* Texto de origen *
○ ○ ○ ○
28 DE AGOSTO
– LUNES –
21 –
SEMANA DE T.O. – A
SAN AGUSTÍN
Comienzo de la primera carta
del apóstol san Pablo a los Tesalonicenses (1,1-5.8b-10):
Pablo, Silvano
y Timoteo a la Iglesia de los tesalonicenses, en Dios Padre y en el Señor Jesucristo.
A vosotros, gracia y paz.
Siempre damos gracias a Dios por todos
vosotros y os tenemos presentes en nuestras oraciones. Ante Dios, nuestro
Padre, recordamos sin cesar la actividad de vuestra fe, el esfuerzo de vuestro
amor y el aguante de vuestra esperanza en Jesucristo, nuestro Señor.
Bien sabemos, hermanos amados de Dios,
que él os ha elegido y que, cuando se proclamó el Evangelio entre vosotros, no
hubo sólo palabras, sino además fuerza del Espíritu Santo y convicción
profunda. Sabéis cuál fue nuestra actuación entre vosotros para vuestro bien.
Vuestra fe en Dios había corrido de boca
en boca, de modo que nosotros no teníamos necesidad de explicar nada, ya que
ellos mismos cuentan los detalles de la acogida que nos hicisteis: cómo,
abandonando los ídolos, os volvisteis a Dios, para servir al Dios vivo y
verdadero, y vivir aguardando la vuelta de su Hijo Jesús desde el cielo, a
quien ha resucitado de entre los muertos y que nos libra del castigo futuro.
Palabra de Dios
Salmo: 149,1-2.3-4.5-6a.9b
R/. El Señor ama a su pueblo
Cantad al
Señor un cántico nuevo,
resuene su alabanza en la asamblea de los fieles;
que se alegre Israel por su Creador,
los hijos de Sión por su Rey. R/.
Alabad su
nombre con danzas,
cantadle con tambores y cítaras;
porque el Señor ama a su pueblo
y adorna con la victoria a los humildes. R/.
○ ○ ○ ○
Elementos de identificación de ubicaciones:
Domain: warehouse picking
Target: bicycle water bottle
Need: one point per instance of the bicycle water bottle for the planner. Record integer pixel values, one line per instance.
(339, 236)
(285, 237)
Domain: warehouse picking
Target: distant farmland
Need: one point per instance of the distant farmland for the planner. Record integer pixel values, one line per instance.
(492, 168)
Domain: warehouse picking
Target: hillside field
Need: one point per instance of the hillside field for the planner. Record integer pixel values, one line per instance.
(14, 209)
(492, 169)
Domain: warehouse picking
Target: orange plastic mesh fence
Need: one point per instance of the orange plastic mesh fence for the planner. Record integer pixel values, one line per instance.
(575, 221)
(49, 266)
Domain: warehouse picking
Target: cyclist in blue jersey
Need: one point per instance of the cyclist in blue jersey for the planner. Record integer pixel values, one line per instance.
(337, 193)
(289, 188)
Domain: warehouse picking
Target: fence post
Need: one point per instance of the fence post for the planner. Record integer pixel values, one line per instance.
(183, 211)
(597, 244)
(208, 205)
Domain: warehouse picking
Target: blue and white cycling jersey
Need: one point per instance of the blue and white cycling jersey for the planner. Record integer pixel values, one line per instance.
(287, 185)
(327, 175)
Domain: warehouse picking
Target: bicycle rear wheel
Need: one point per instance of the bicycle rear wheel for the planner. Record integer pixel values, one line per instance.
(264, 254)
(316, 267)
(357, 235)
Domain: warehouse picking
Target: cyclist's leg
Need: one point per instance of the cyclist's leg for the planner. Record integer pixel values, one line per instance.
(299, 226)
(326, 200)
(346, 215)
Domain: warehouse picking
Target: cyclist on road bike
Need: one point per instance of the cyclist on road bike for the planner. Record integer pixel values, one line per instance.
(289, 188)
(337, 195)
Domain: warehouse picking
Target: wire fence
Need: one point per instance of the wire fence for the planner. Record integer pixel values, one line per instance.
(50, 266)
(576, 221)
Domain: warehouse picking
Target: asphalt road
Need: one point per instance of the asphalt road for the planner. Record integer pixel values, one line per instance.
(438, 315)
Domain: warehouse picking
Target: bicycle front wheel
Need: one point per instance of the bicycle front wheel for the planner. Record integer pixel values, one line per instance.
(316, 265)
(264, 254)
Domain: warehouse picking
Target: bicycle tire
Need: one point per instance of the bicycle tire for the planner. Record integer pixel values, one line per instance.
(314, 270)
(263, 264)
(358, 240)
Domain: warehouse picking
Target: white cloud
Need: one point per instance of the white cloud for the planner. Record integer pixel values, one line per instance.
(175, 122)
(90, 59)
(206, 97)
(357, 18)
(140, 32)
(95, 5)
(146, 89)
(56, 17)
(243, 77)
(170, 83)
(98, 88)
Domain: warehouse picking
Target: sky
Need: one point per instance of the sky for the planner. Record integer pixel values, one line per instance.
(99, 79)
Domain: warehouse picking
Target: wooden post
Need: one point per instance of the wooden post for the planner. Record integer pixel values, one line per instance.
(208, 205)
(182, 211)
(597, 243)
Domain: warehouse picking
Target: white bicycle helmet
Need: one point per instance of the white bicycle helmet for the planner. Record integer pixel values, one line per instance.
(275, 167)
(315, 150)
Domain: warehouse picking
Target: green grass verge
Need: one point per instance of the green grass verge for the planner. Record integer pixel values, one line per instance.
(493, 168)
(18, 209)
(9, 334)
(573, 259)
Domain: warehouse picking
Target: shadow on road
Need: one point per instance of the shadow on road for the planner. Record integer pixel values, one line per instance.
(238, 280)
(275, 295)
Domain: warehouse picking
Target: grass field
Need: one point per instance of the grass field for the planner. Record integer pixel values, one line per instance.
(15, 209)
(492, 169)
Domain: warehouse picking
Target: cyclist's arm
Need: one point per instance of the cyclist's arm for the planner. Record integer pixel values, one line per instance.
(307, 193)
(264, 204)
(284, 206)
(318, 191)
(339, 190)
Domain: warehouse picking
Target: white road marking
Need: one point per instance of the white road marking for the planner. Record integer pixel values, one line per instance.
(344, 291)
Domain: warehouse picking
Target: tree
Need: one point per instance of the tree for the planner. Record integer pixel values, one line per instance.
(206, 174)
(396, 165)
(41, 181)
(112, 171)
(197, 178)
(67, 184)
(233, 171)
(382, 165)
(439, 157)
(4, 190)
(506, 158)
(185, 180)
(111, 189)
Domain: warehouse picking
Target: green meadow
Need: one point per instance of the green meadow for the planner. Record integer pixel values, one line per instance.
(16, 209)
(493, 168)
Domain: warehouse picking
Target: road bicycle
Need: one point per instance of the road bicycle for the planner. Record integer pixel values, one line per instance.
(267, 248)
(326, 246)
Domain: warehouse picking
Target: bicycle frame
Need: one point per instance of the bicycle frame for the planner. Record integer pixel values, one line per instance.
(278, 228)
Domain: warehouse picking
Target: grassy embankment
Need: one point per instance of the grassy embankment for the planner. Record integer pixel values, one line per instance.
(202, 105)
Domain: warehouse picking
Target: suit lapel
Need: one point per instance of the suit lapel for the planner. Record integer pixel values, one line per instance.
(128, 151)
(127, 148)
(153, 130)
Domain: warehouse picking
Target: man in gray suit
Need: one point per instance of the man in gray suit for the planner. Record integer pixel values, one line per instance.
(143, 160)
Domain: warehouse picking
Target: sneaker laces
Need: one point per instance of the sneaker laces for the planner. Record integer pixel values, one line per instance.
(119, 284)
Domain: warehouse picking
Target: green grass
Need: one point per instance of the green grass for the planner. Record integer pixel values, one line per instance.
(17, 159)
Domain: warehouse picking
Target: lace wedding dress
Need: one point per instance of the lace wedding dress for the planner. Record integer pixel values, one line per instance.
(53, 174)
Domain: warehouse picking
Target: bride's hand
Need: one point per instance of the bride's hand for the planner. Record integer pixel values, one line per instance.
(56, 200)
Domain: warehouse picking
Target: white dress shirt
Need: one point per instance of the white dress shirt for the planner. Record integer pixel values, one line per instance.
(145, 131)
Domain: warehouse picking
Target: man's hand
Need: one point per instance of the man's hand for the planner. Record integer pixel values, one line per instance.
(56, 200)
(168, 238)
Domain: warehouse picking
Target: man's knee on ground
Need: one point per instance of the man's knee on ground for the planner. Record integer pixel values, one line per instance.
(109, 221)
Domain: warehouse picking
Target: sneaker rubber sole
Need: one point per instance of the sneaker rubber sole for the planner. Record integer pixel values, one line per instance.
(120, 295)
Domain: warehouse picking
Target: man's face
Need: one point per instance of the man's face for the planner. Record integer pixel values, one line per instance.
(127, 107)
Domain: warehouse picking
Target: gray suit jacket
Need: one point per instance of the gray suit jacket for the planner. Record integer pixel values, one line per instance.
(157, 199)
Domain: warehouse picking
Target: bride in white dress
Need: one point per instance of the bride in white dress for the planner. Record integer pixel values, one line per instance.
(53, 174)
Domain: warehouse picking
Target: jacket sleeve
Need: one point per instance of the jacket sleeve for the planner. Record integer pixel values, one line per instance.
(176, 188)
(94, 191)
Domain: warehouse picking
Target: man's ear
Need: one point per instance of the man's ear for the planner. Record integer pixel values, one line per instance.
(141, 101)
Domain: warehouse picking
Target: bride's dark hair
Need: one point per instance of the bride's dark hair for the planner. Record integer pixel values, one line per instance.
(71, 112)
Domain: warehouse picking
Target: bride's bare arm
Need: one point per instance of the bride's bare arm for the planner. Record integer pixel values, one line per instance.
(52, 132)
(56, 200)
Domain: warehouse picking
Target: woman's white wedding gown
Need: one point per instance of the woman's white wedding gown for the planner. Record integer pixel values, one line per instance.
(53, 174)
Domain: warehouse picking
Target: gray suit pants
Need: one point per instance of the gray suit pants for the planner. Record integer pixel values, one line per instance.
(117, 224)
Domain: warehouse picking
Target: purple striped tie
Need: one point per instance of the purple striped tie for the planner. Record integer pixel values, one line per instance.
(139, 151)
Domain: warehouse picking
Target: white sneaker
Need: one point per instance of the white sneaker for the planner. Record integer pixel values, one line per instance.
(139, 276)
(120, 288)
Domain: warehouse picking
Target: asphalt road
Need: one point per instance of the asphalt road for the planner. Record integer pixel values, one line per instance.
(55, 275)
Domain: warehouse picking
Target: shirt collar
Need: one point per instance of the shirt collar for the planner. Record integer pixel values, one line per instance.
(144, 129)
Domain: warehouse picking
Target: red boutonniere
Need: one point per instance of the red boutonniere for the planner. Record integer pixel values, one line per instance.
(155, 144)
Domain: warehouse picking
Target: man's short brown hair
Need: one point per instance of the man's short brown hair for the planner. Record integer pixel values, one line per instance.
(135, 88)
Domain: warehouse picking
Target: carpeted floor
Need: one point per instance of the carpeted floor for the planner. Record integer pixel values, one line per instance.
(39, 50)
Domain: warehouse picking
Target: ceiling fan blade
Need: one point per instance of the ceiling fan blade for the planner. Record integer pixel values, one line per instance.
○ ○ ○ ○
* Ejercicios por realizar *
**a.** Transcriba literalmente el pasaje de la lectura del 28 de agosto que comienza en "Palabra de Dios" y termina en "su Rey. R/.".
**b.** Según la lectura del 28 de agosto, ¿quiénes dirigen la carta a la Iglesia de los tesalonicenses?
**c.** Enumere lo que, según la lectura del 28 de agosto, se recuerda sin cesar ante Dios, nuestro Padre.
Responda basándose exclusivamente en la lectura del 28 de agosto.

* Respuestas escritas *
**a.**
Palabra de Dios
Salmo: 149,1-2.3-4.5-6a.9b
R/. El Señor ama a su pueblo
Cantad al
Señor un cántico nuevo,
resuene su alabanza en la asamblea de los fieles;
que se alegre Israel por su Creador,
los hijos de Sión por su Rey. R/.

**b.** Pablo, Silvano y Timoteo.

**c.**
- La actividad de vuestra fe
- El esfuerzo de vuestro amor
- El aguante de vuestra esperanza en Jesucristo, nuestro Señor